§ **Instructions for the task**: When you reach the line containing "looking at this image rn and trying to find the olive", repeat that line and each one after it exactly until the records end, leaving out pictures.

§ **Exercise data**:
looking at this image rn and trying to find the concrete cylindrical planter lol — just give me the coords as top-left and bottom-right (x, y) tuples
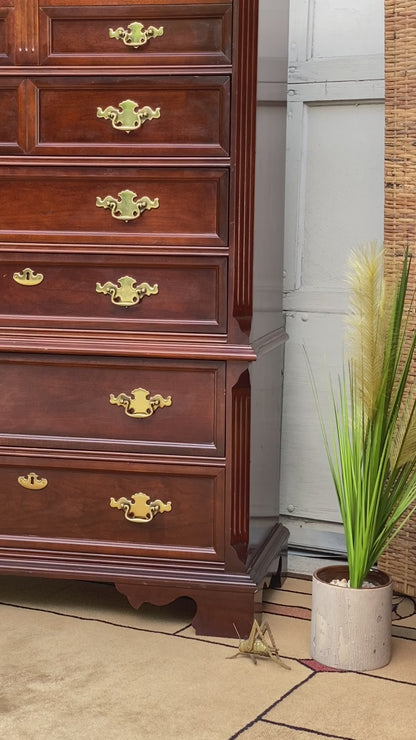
(310, 565), (393, 671)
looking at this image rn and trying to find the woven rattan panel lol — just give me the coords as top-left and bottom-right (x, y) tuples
(380, 0), (416, 595)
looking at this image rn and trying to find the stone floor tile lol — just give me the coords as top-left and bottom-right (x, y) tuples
(278, 577), (313, 595)
(0, 576), (195, 634)
(366, 635), (416, 682)
(264, 588), (312, 610)
(239, 720), (346, 739)
(0, 604), (312, 740)
(265, 671), (416, 740)
(263, 613), (312, 660)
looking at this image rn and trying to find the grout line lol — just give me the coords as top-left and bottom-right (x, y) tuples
(265, 604), (312, 612)
(172, 623), (194, 636)
(4, 599), (416, 687)
(261, 718), (354, 739)
(263, 598), (311, 605)
(353, 669), (416, 687)
(174, 632), (237, 649)
(0, 600), (184, 636)
(273, 586), (313, 596)
(227, 672), (317, 739)
(263, 611), (312, 623)
(0, 600), (236, 648)
(392, 626), (416, 640)
(229, 661), (416, 740)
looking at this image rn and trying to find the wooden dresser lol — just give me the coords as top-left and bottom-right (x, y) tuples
(0, 0), (288, 636)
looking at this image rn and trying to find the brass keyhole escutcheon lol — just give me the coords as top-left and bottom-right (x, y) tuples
(18, 473), (48, 490)
(97, 100), (161, 133)
(110, 492), (172, 523)
(13, 268), (44, 286)
(108, 22), (164, 49)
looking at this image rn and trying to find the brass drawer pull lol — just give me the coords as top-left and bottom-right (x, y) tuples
(96, 189), (159, 222)
(109, 387), (172, 418)
(18, 473), (48, 490)
(109, 22), (164, 49)
(13, 268), (44, 286)
(97, 99), (161, 133)
(96, 275), (158, 307)
(110, 492), (172, 523)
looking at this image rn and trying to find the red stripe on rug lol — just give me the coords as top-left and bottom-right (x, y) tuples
(300, 658), (342, 672)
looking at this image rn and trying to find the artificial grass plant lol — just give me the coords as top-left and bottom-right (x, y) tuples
(308, 243), (416, 588)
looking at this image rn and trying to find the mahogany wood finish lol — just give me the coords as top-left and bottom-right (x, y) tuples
(38, 2), (233, 68)
(0, 0), (288, 636)
(0, 166), (229, 247)
(0, 353), (226, 456)
(0, 75), (231, 156)
(0, 458), (225, 553)
(1, 254), (228, 333)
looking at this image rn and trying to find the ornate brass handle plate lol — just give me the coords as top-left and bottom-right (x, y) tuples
(13, 268), (44, 286)
(109, 22), (164, 48)
(109, 387), (172, 418)
(96, 275), (158, 307)
(96, 190), (159, 222)
(18, 473), (48, 490)
(110, 492), (171, 523)
(97, 99), (160, 133)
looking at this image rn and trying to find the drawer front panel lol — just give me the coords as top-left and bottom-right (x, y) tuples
(39, 3), (232, 67)
(0, 354), (225, 456)
(1, 254), (227, 334)
(29, 76), (230, 157)
(0, 459), (225, 559)
(0, 7), (14, 65)
(0, 78), (23, 151)
(0, 167), (228, 249)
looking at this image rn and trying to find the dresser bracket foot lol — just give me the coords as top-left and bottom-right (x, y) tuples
(114, 522), (290, 637)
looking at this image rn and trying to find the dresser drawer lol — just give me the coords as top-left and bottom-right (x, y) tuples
(39, 2), (232, 67)
(26, 75), (230, 158)
(1, 254), (227, 334)
(0, 166), (228, 249)
(0, 457), (225, 560)
(0, 354), (226, 456)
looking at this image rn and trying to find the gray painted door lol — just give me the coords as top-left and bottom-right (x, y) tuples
(279, 0), (385, 554)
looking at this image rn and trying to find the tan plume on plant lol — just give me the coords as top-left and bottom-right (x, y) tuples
(345, 241), (387, 422)
(390, 384), (416, 468)
(307, 244), (416, 588)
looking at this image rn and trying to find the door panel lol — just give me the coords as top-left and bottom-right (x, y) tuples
(280, 0), (385, 547)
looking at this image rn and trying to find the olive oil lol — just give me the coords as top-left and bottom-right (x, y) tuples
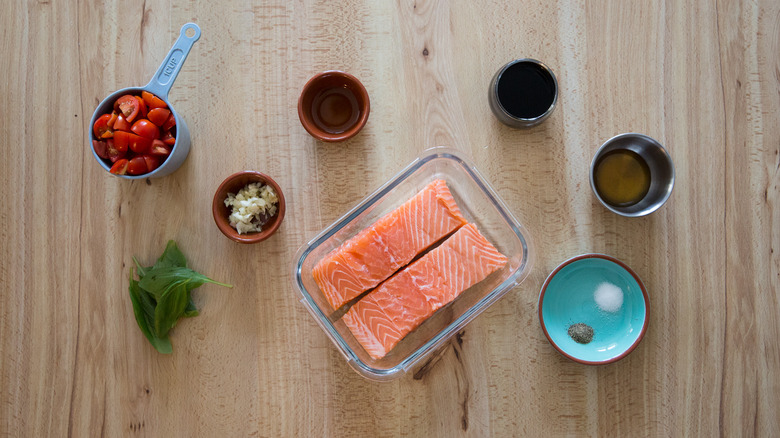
(593, 149), (651, 207)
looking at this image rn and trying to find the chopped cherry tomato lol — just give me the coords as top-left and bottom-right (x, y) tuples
(134, 95), (148, 120)
(128, 134), (152, 154)
(150, 139), (171, 156)
(127, 156), (148, 175)
(142, 91), (167, 109)
(161, 113), (176, 132)
(114, 131), (151, 154)
(143, 155), (162, 173)
(131, 119), (160, 140)
(95, 92), (175, 175)
(92, 91), (176, 175)
(110, 158), (129, 175)
(93, 114), (113, 138)
(147, 108), (171, 126)
(106, 139), (126, 163)
(115, 95), (141, 123)
(107, 111), (118, 129)
(113, 131), (130, 151)
(108, 135), (127, 153)
(161, 130), (176, 146)
(114, 113), (131, 132)
(92, 140), (109, 159)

§ **Task response**:
looking at this image rn and trying to find the olive oil lol — just give me the coords as top-left and bottom-right (x, y) tuples
(593, 149), (651, 207)
looking at this image rn and trying to find the chopped cherry tomato lol — just give me the coords as top-left and bottom-right (x, y) tuples
(134, 95), (148, 120)
(128, 134), (152, 154)
(150, 139), (171, 156)
(127, 156), (148, 175)
(142, 91), (167, 109)
(161, 113), (176, 132)
(114, 131), (151, 154)
(143, 155), (162, 173)
(131, 119), (160, 140)
(95, 92), (175, 175)
(92, 91), (176, 175)
(110, 158), (129, 175)
(93, 114), (113, 138)
(147, 108), (171, 126)
(106, 139), (126, 163)
(115, 95), (141, 123)
(107, 111), (118, 129)
(113, 131), (130, 151)
(108, 135), (127, 153)
(161, 130), (176, 146)
(114, 113), (131, 132)
(92, 140), (109, 159)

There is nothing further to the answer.